Exercise task: Rewrite the data between the lines holding "Detect woman's face." and "273, 293, 402, 386", inclusive, switching "woman's" to "person's" and leaving everything else as it is.

Data records:
○ ○ ○ ○

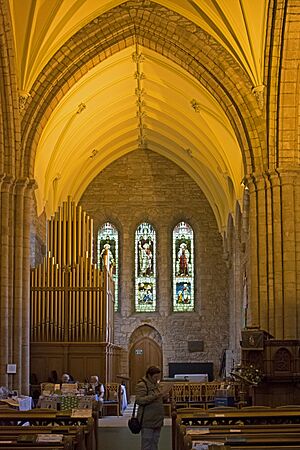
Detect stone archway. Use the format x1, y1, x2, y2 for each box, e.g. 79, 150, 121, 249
129, 325, 163, 394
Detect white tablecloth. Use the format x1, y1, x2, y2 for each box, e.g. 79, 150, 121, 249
18, 395, 33, 411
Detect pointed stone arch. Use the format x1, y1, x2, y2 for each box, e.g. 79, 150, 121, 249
129, 324, 163, 393
22, 0, 264, 179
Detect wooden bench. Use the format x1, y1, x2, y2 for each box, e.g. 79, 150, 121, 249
172, 408, 300, 450
0, 409, 98, 450
0, 434, 76, 450
0, 425, 86, 450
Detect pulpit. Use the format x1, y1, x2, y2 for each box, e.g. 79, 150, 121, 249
241, 329, 300, 407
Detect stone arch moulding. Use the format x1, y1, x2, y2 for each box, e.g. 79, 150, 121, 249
129, 324, 162, 347
22, 0, 263, 176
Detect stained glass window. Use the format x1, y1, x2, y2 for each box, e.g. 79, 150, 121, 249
97, 222, 119, 311
135, 222, 156, 312
173, 222, 194, 311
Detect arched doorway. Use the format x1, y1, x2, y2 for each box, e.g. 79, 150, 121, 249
129, 325, 163, 394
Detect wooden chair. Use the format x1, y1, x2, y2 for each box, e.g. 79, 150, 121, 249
171, 383, 189, 409
204, 381, 222, 408
102, 383, 121, 416
78, 396, 93, 409
188, 383, 205, 408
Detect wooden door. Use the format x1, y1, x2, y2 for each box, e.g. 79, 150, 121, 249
129, 337, 163, 395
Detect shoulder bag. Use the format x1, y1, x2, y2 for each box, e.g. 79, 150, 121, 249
128, 380, 148, 434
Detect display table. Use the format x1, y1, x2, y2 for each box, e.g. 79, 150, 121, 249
0, 395, 33, 411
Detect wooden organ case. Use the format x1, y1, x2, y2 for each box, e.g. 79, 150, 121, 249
30, 199, 121, 383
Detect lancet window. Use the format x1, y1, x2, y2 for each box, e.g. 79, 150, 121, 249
97, 222, 119, 311
135, 222, 156, 312
173, 222, 194, 312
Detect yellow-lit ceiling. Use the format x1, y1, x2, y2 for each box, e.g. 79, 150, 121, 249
10, 0, 267, 231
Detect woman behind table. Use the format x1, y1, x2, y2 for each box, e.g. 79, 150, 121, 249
135, 366, 170, 450
89, 375, 104, 404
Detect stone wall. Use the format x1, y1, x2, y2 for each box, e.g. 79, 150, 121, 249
80, 150, 229, 376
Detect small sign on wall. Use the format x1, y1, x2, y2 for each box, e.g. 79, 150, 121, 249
6, 364, 17, 373
135, 348, 144, 355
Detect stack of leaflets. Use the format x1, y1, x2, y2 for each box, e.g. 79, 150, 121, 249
36, 433, 63, 442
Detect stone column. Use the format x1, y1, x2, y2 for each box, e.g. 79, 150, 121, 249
13, 179, 27, 392
248, 169, 300, 339
0, 174, 13, 386
21, 180, 36, 395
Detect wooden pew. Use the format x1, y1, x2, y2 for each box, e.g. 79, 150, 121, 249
0, 408, 98, 450
172, 409, 300, 450
0, 430, 75, 450
0, 425, 85, 450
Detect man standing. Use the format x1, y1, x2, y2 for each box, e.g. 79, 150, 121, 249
135, 366, 171, 450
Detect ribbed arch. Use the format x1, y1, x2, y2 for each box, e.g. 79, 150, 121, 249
22, 2, 264, 181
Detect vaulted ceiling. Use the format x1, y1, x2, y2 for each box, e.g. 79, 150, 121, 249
10, 0, 267, 230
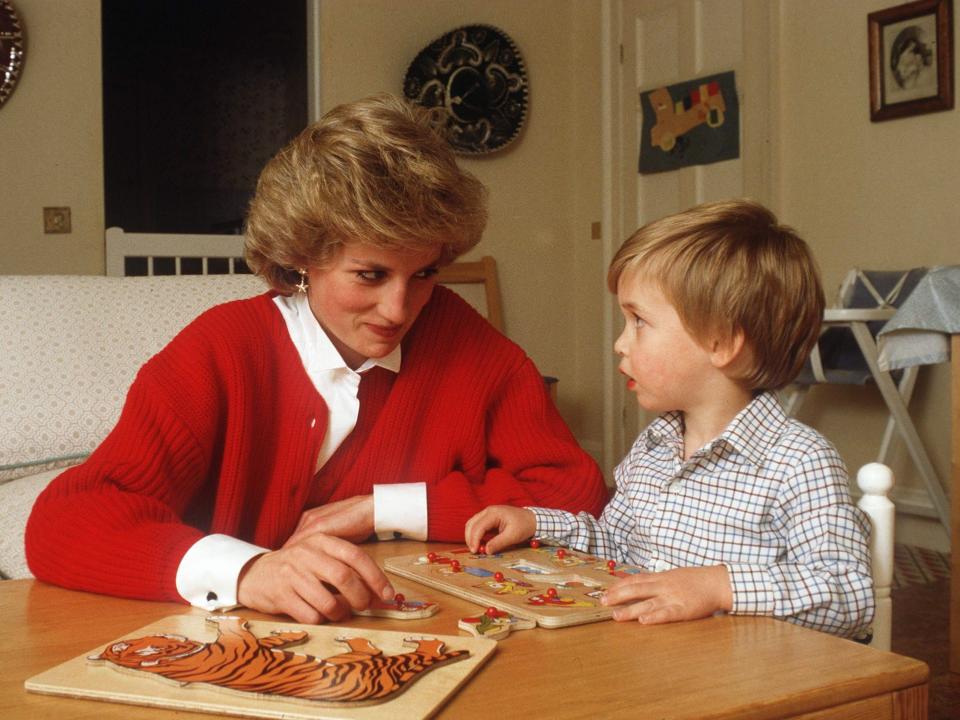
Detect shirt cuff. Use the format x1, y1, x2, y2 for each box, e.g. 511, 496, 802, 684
177, 535, 268, 610
723, 563, 776, 615
373, 483, 427, 541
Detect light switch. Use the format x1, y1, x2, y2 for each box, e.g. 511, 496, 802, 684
43, 208, 71, 235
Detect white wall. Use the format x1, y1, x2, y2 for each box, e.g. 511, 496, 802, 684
0, 0, 608, 462
777, 0, 960, 546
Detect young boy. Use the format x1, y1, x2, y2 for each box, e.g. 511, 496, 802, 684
466, 200, 874, 637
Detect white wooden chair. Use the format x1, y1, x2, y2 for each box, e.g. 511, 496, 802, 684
784, 268, 950, 533
857, 463, 895, 650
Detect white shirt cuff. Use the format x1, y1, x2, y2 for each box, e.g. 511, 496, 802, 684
177, 535, 268, 610
373, 483, 427, 541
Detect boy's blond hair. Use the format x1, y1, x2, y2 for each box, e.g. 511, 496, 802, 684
245, 94, 487, 293
607, 200, 824, 390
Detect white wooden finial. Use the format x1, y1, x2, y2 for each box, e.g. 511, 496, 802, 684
857, 463, 896, 650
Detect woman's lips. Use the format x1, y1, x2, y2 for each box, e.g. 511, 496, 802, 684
367, 323, 403, 339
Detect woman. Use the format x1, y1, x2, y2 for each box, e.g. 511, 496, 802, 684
26, 96, 606, 623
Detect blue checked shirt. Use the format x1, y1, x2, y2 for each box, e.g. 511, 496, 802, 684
530, 393, 874, 637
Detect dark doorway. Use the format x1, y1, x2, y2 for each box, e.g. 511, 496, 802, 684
101, 0, 307, 233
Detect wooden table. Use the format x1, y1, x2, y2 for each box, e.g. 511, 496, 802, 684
0, 542, 929, 720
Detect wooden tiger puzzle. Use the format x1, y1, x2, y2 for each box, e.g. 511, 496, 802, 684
384, 540, 643, 628
25, 615, 496, 718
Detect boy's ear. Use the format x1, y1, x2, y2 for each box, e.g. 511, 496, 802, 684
710, 330, 746, 370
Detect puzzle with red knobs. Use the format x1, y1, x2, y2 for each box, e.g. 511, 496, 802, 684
384, 541, 643, 628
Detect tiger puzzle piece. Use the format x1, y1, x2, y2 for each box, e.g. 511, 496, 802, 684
88, 615, 470, 705
457, 607, 537, 640
353, 593, 440, 620
24, 613, 497, 720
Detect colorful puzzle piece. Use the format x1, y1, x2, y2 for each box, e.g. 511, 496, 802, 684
457, 607, 537, 640
354, 593, 440, 620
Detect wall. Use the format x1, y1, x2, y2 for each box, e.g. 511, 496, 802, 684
777, 0, 960, 547
320, 0, 609, 455
0, 0, 103, 274
0, 0, 608, 462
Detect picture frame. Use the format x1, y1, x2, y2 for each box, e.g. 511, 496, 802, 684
867, 0, 953, 122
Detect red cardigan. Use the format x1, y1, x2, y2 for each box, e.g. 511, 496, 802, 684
26, 287, 607, 601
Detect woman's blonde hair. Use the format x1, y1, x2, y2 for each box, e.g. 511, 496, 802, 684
245, 95, 487, 293
607, 200, 824, 390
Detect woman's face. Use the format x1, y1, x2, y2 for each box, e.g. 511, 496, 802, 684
307, 242, 440, 369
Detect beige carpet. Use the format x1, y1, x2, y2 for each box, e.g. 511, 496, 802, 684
893, 543, 950, 588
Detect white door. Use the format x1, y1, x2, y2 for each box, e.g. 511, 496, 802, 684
604, 0, 775, 467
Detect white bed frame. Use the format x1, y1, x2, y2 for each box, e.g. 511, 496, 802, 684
106, 227, 246, 277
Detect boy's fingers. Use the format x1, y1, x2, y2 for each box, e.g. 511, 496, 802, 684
603, 573, 657, 605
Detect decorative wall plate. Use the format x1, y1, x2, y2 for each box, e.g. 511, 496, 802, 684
403, 25, 529, 155
0, 0, 26, 105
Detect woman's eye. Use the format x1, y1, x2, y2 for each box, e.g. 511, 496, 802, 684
356, 270, 386, 282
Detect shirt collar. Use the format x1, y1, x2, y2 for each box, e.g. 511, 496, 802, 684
275, 293, 402, 374
645, 392, 788, 465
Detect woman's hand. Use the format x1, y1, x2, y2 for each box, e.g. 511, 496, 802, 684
463, 505, 537, 555
237, 533, 395, 625
603, 565, 733, 625
284, 495, 373, 547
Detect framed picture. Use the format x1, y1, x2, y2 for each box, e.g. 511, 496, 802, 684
867, 0, 953, 122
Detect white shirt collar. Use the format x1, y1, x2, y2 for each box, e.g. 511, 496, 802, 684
273, 293, 402, 386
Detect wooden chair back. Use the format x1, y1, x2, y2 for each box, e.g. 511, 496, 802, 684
439, 255, 503, 332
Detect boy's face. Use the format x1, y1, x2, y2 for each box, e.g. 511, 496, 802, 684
613, 273, 717, 413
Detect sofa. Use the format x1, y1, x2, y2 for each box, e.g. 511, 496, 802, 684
0, 275, 265, 579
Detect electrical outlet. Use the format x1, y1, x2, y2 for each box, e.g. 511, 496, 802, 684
43, 208, 70, 235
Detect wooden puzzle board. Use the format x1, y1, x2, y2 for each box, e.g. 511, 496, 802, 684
384, 545, 641, 628
24, 615, 497, 720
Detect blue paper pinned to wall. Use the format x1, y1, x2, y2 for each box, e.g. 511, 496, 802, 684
640, 70, 740, 174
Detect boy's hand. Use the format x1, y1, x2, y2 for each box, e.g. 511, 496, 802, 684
463, 505, 537, 555
603, 565, 733, 625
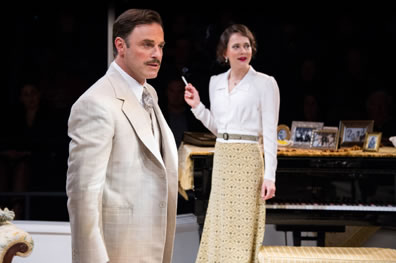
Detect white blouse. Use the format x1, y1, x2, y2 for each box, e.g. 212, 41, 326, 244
192, 67, 279, 182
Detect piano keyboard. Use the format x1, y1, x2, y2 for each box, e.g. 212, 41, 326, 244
266, 203, 396, 212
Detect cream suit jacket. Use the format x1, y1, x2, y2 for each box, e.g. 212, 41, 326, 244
66, 66, 177, 263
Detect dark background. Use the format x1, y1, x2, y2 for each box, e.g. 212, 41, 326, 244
0, 1, 396, 220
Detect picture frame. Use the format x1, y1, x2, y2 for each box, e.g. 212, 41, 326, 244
291, 121, 323, 148
363, 132, 382, 152
277, 124, 291, 141
339, 120, 374, 147
311, 127, 339, 150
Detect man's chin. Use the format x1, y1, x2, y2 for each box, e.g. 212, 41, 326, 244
146, 72, 158, 79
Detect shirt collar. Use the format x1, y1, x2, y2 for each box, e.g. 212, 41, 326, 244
216, 66, 256, 90
111, 61, 146, 103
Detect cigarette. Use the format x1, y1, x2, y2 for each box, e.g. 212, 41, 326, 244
182, 76, 188, 86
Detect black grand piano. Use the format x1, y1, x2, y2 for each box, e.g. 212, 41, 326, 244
182, 145, 396, 246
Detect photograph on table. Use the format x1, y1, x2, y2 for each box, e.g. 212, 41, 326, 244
291, 121, 323, 148
363, 132, 382, 152
339, 120, 374, 147
311, 126, 338, 150
277, 124, 291, 141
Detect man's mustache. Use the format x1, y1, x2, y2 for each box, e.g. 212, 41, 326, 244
144, 59, 161, 66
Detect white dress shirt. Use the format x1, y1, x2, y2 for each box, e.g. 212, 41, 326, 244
111, 61, 161, 151
192, 67, 279, 181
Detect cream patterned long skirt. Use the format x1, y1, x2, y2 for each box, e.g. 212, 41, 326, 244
196, 142, 265, 263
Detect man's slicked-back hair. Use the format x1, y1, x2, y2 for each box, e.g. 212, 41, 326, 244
113, 9, 163, 57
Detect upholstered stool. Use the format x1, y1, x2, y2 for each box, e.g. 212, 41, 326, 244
0, 222, 33, 263
258, 246, 396, 263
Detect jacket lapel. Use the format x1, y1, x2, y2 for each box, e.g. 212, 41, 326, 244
107, 66, 165, 167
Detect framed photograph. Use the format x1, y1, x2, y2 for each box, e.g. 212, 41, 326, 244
311, 127, 338, 150
340, 120, 374, 147
291, 121, 323, 148
363, 132, 382, 152
277, 124, 291, 141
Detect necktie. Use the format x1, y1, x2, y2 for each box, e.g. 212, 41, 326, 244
142, 87, 154, 114
142, 87, 161, 152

○ ○ ○ ○

Correct result:
Detect person's face. Use the format x1, y1, x2, y2 for each box, e.g. 511, 496, 802, 684
307, 242, 440, 369
Detect beige carpet. Use the format x1, y1, x2, y2 for each box, e.g. 511, 496, 802, 684
893, 543, 950, 588
Detect white door. Use the format x1, y1, x2, y2 for each box, e.g. 511, 496, 802, 684
604, 0, 775, 467
Detect white bed frame. Use the format x1, y1, x2, y2 for each box, e.g. 511, 496, 802, 684
106, 227, 246, 277
Detect boy's fingers. Use the format x1, y1, x2, y2 for each box, e.g. 511, 496, 802, 684
603, 573, 657, 605
Detect decorative wall plate. Use the format x1, y1, x2, y2 for each box, e.g. 511, 496, 802, 684
403, 25, 529, 155
0, 0, 26, 105
Detect person's eye. Use the format x1, y1, x2, y2 for each box, e.g. 511, 496, 802, 684
356, 270, 386, 282
Detect shirt collar. Use the format x1, y1, x2, y2 for each box, e.g. 511, 496, 802, 684
275, 293, 402, 374
645, 392, 788, 465
Detect person's hand. Use the format x1, y1, x2, y2 for each box, e.g. 511, 496, 802, 684
463, 505, 537, 555
237, 533, 395, 625
603, 565, 733, 625
284, 495, 373, 547
Detect framed picture. Use the format x1, y1, x2, y2 for each box, e.g. 511, 496, 802, 684
867, 0, 953, 122
Detect white shirt collar. Use the format x1, y1, x2, y2 for each box, e.g. 511, 496, 802, 684
273, 293, 402, 386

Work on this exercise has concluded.